# Favorite ABC tv show



## BlueDragon1981 (Nov 3, 2005)

LOST
INVASION
THRESHOLD
NUMBERS
DESPERATE HOUSWIVES
HOW I MET YOUR MOTHER
PRISON BREAK

I don't watch much tv...but abc has me addicted to LOST and since INVASION is on after that I watch it also.

Threshold and Numbers aren't must see's in my opinion but they are good.


----------



## Navarre (Nov 3, 2005)

not to nitpick but Threshold is a CBS show, not ABC. It stars Carla Gugino, my #3 woman on my Chosen 5 list. 

... In case you care, this is the list of 5 celebrities I picked that, given an opportunity, I could sleep with and my wife said she'd understand. She also has her own Chosen 5 so it's all fair.


----------



## OnlyAnEgg (Nov 3, 2005)

Navarre said:
			
		

> ... In case you care, this is the list of 5 celebrities I picked that, given an opportunity, I could sleep with and my wife said she'd understand. She also has her own Chosen 5 so it's all fair.


 
All the one's my wife authorized are dead.

I don't watch much ABC.  All I've tried to watch lately has been The 4400 and Boston Public.


----------



## FearlessFreep (Nov 3, 2005)

My wife read Navarre's post and laughed.  She said "it's the 'given the opporunity' part that is elusive that makes it all right"

Now, the question is...does your spouse know your tastes enough to pick your list for you  and vice versus


----------



## Solidman82 (Nov 3, 2005)

I'm just alittle obsessed with LOST, I rented and watched the first season in 4 days. I actually think it might be the best series on primetime TV right now.


----------



## Navarre (Nov 3, 2005)

FearlessFreep said:
			
		

> My wife read Navarre's post and laughed. She said "it's the 'given the opportunity' part that is elusive that makes it all right"
> 
> Now, the question is...does your spouse know your tastes enough to pick your list for you  and vice versus



lol Yeah, I think the extreme unlikelihood that I will meet any of my Chosen 5 gives her a wide comfort zone. I mean, daggumit, I live in West Virginia, not Hollywood!

That's why our Chosen 5 have to be celebrities. If I could pick someone I knew to on my list..well...let's just say it would skew my extended family tree. So, like the good decent guy I am, I do my best to avoid thinking about it.

But, yeah, we would have no trouble picking ppl the other would like. We know each other's tastes. For me, a 21 yr old brunette with a pretty face, cute feet, petite but athletic body who doesn't drink, smoke, or take drugs but is so kinky she redefines the word would be my ultimate woman.

Stored items from a collection
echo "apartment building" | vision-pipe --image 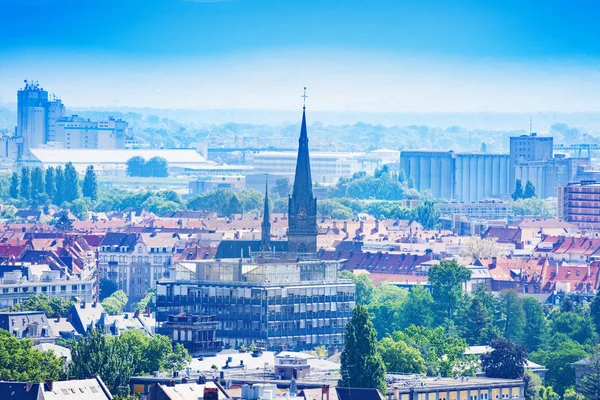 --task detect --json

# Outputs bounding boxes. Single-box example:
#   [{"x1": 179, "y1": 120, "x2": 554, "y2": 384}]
[{"x1": 156, "y1": 252, "x2": 355, "y2": 348}]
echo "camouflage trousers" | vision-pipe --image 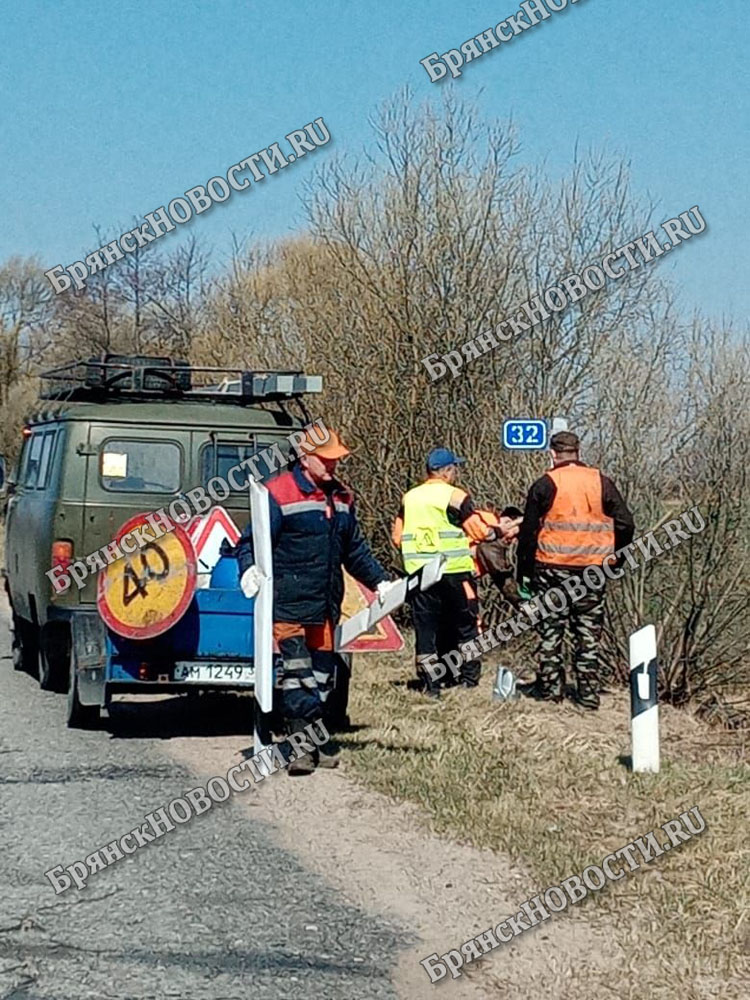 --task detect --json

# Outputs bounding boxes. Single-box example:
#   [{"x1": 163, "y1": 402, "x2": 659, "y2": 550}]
[{"x1": 534, "y1": 566, "x2": 604, "y2": 708}]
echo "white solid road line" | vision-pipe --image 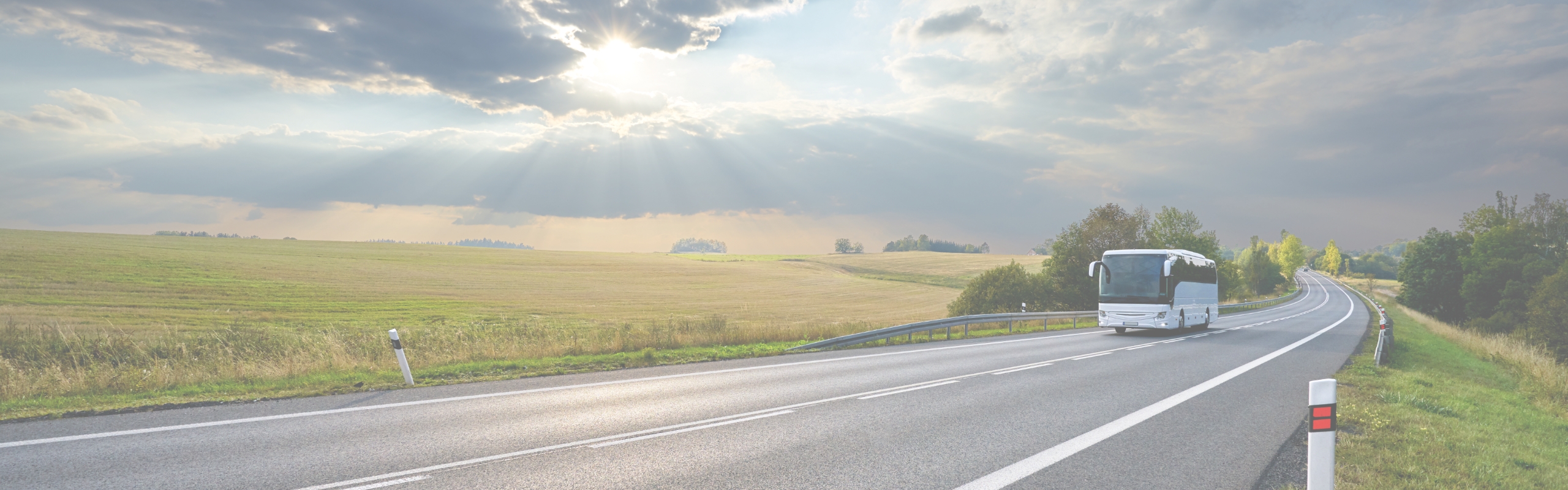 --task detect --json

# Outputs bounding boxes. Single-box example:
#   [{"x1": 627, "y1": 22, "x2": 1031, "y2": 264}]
[
  {"x1": 957, "y1": 278, "x2": 1360, "y2": 490},
  {"x1": 856, "y1": 380, "x2": 958, "y2": 401},
  {"x1": 288, "y1": 276, "x2": 1328, "y2": 490},
  {"x1": 0, "y1": 331, "x2": 1110, "y2": 448},
  {"x1": 588, "y1": 408, "x2": 796, "y2": 449},
  {"x1": 344, "y1": 474, "x2": 429, "y2": 490}
]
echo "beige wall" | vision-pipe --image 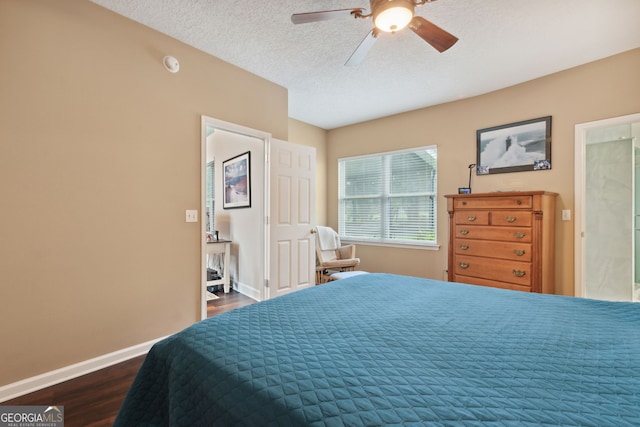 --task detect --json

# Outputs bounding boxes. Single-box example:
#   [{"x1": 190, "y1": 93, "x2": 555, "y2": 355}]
[
  {"x1": 0, "y1": 0, "x2": 289, "y2": 385},
  {"x1": 327, "y1": 49, "x2": 640, "y2": 295},
  {"x1": 289, "y1": 119, "x2": 327, "y2": 225}
]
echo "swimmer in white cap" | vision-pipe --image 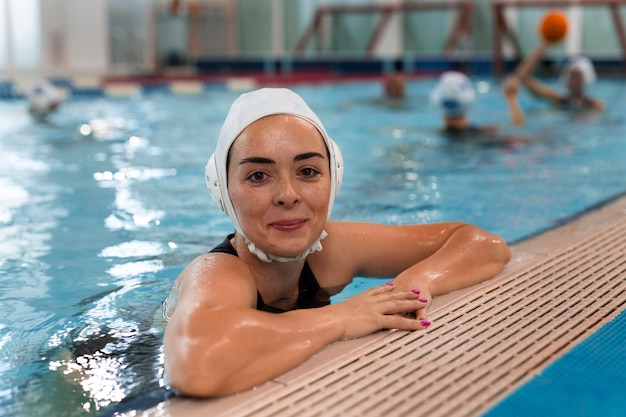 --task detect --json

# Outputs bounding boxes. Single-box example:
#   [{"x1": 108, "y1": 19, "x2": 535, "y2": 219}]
[
  {"x1": 27, "y1": 80, "x2": 63, "y2": 120},
  {"x1": 430, "y1": 71, "x2": 520, "y2": 143},
  {"x1": 503, "y1": 40, "x2": 604, "y2": 111},
  {"x1": 164, "y1": 88, "x2": 510, "y2": 397}
]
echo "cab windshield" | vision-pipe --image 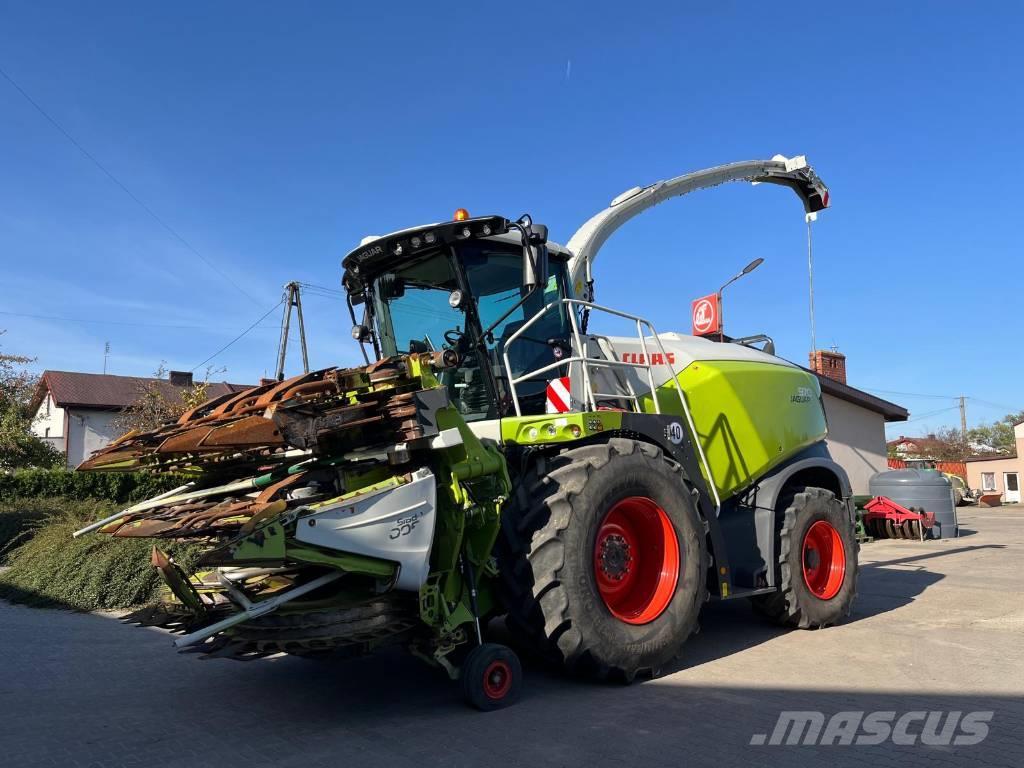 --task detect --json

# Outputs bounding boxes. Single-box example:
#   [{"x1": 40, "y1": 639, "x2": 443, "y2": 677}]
[{"x1": 374, "y1": 241, "x2": 570, "y2": 421}]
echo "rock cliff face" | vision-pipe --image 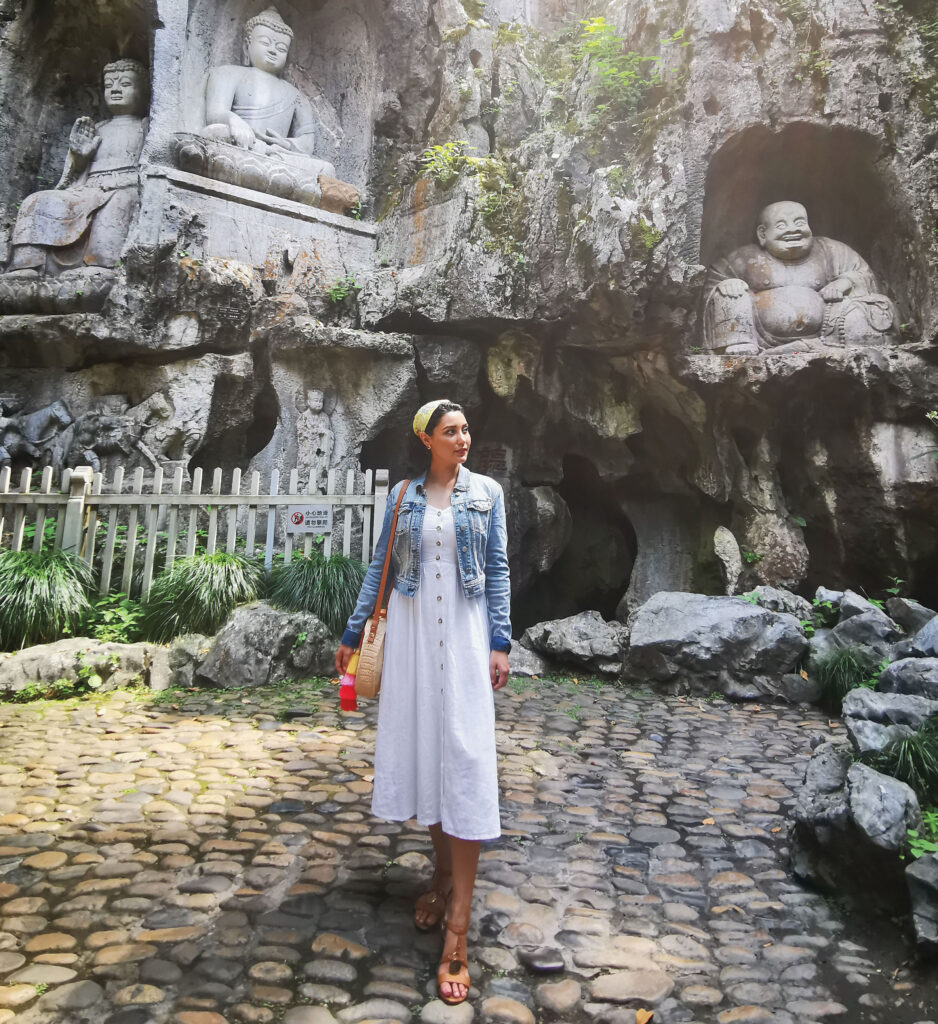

# Written request 1
Answer these about the thread on favorite ABC shows:
(a) Which network does Navarre say airs Threshold?
(b) In how many days did Solidman82 watch the first season of LOST?
(c) What state does Navarre say he lives in?
# Written request 2
Carry on the thread on favorite ABC shows from its final post.

# Written answer 1
(a) CBS
(b) 4 days
(c) West Virginia

# Written answer 2
If any of the wonderful ladies of this forum fit all or most of this description, please become famous so I can add you to my list. Thanx!


----------



## KenpoTess (Nov 4, 2005)

Hmmm.. I'm in West Virginia also..

Grey's Anatomy
Numbers
Invasion
Extreme Makeover:
Home Edition

I'm never home when they're on.. I so enjoy my DVR


----------



## The Kai (Nov 4, 2005)

Lost
My name is Earl
Arrersted Devolpment
SURVIVOR

on the bubble
Invasion


----------



## BlueDragon1981 (Nov 4, 2005)

Yeah i would watch a few more shows if I had a dvr.

TV is overated though.


----------



## arnisador (Nov 4, 2005)

My wife and kids really like Numb3rs...I often watch it with them. My Name Is Earl just didn't hold my attention, though I had high hopes for it.

Gotta get the DVR. I love my TiVo!


----------



## Martial Tucker (Nov 4, 2005)

KenpoTess said:
			
		

> Hmmm.. I'm in West Virginia also..
> 
> Grey's Anatomy
> Numbers
> ...



I'm in general agreement with Tess on these, but I would add Boston Legal.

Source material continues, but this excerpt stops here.